> [Exercise brief] In the reply, include exactly the lines of the entries below from the first to the line with "FIND: shrub", that line included.

> [Data entries]
══════════

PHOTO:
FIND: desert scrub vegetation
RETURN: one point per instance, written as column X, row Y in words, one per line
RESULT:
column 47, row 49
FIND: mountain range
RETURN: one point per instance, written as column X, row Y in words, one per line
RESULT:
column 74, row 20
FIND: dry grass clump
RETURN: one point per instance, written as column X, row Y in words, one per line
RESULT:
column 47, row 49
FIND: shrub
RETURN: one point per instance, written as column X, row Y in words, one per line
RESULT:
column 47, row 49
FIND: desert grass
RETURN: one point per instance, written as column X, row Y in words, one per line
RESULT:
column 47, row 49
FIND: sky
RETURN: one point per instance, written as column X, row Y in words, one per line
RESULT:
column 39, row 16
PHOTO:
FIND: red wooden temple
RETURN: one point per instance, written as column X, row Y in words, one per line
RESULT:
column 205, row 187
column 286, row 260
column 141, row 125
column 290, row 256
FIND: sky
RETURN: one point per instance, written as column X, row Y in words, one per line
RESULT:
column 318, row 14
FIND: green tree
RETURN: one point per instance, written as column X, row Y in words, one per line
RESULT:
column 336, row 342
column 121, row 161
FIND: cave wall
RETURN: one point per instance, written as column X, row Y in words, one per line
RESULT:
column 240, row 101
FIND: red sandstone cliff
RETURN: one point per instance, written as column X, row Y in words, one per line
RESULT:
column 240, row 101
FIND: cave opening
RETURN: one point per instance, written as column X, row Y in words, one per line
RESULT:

══════════

> [Output for this exercise]
PHOTO:
FIND: desert scrub vegetation
RETURN: one point per instance, written as column X, row Y in words, one per line
RESULT:
column 47, row 49
FIND: mountain range
RETURN: one point per instance, written as column X, row Y in words, one per line
RESULT:
column 74, row 20
FIND: dry grass clump
RETURN: one point per instance, written as column X, row Y in words, one per line
RESULT:
column 47, row 49
FIND: shrub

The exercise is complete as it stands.